» **Study text**
......

Polish doctors on hunger strike in healthcare row
Medics know better than most about the long-term damage a hunger strike does to the human body.
Yet junior doctors in Poland have felt compelled to take just such drastic action in order to make their voices heard.
About to enter their fifth week on hunger strike, the 20 doctors at Warsaw's Paediatric Hospital are losing hope that the government will agree to their demands for more government spending on the country's health services. They say healthcare is on its knees and they are being overworked.
Dr Piotr Matyja was one of the first doctors to join the protest. He was also among the longest lasting, giving up food for 12 days before being "disqualified" by fellow protesters on medical grounds.
Having regularly worked 80 hours a week he says: "I have seen from the front line what is happening to Poland's health services.
"Doctors want to care for their patients - but we are being met with a financial brick wall that is stopping us. Don't Poles deserve a decent health service?"
Last year, the Polish government spent 4.4% of the country's GDP on health services. That puts it among some of the lowest-spending countries, according to the intergovernmental economic organisation OECD - just above Turkey (3.4%) and Latvia (3.2%).
Figures for 2016 show that the German government contributed the highest percentage of its GDP to health services - 9.5% - and Sweden was in second place, spending 9.2%.
Poland's junior doctors are calling for a steady increase up to 6.8% of GDP by 2021.
The Polish government has held talks with the doctors.
Health Minister Konstanty Radziwill met them last week and promised an increase to 6% of GDP by 2025, under a proposal approved by the government.
But he also condemned the strike, warning that "one should not toy with the health and life of patients".
The government's offer was dismissed as "unrealistic" by Dr Joanna Matecka.
Speaking on behalf of the doctors, she accused the government of "not treating us seriously, they are not outlining any realistic proposals, they just want us to stop the hunger strike".
Dr Patrycja Pieczka and Dr Malgorzata Koziel, both on their fourth day without food, are quick to point out that they are not neglecting their patients.
"I feel so strongly about this I have used all of my leave to be here. I am not missing out on work. I don't want this to impact on my patients. I will simply not get a vacation anytime soon," Dr Pieczka says.
Dr Koziel adds: "We have been holding protests for the past two years, reaching out to the government, highlighting the dire state of the health service, but with no response. So we feel there is no option but to resort to a hunger strike."
The junior doctors also want less bureaucracy and a pay rise.
Currently after seven years of studying and working on the wards a junior doctor in Poland can expect to take home around 1,833 zloty ($500; £381) a month, roughly the cost of renting a small flat in the capital Warsaw.
By comparison a British junior doctor can expect a basic starting salary of £1,910 ($2,500) a month.
The number of doctors abstaining from food always remains at about 20. They are regularly checked by other physicians who volunteer their time in support of this cause.
When one person is deemed medically unfit to continue they are "disqualified" and replaced by another volunteer.
The hunger strike has spread, with doctors also taking part in Szczecin, Leszno, Lodz, Gdansk, Krakow and Wroclaw.

......

» **Data to examine**
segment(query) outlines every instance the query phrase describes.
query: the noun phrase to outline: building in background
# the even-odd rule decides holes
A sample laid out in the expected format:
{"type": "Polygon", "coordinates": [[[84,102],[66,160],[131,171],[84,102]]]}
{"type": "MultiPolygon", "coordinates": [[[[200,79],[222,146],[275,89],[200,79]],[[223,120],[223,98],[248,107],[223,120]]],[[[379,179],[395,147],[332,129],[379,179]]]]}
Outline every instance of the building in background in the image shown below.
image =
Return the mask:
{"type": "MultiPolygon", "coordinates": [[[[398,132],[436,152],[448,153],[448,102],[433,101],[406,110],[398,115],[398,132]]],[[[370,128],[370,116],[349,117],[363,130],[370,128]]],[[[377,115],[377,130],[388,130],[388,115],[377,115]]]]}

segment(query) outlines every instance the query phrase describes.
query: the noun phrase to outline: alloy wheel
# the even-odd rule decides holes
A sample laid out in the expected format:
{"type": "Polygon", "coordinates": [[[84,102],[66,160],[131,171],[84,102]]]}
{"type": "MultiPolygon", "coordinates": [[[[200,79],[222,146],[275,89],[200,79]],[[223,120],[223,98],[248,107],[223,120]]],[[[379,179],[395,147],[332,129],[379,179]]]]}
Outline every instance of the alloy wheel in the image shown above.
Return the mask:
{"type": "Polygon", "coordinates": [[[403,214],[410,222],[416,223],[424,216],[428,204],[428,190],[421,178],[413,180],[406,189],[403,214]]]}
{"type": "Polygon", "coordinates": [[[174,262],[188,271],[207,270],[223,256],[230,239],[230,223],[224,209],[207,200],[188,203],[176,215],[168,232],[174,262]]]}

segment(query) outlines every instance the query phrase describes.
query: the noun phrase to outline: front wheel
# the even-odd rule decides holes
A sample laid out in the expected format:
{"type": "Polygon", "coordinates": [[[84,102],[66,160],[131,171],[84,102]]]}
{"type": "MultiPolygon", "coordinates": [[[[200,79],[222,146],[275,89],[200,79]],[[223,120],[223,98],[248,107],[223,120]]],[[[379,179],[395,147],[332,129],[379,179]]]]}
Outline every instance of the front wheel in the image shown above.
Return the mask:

......

» **Tasks to perform**
(a) Rewrite the part of the article on the Polish doctors' hunger strike that begins at the words "Last year, the" and stops after "and Latvia (3.2%).", with "organisation" replaced by "organization".
(b) According to the article on the Polish doctors' hunger strike, how many hours a week had Dr Piotr Matyja regularly worked?

» **Solutions by task**
(a)
Last year, the Polish government spent 4.4% of the country's GDP on health services. That puts it among some of the lowest-spending countries, according to the intergovernmental economic organization OECD - just above Turkey (3.4%) and Latvia (3.2%).

(b) 80 hours a week.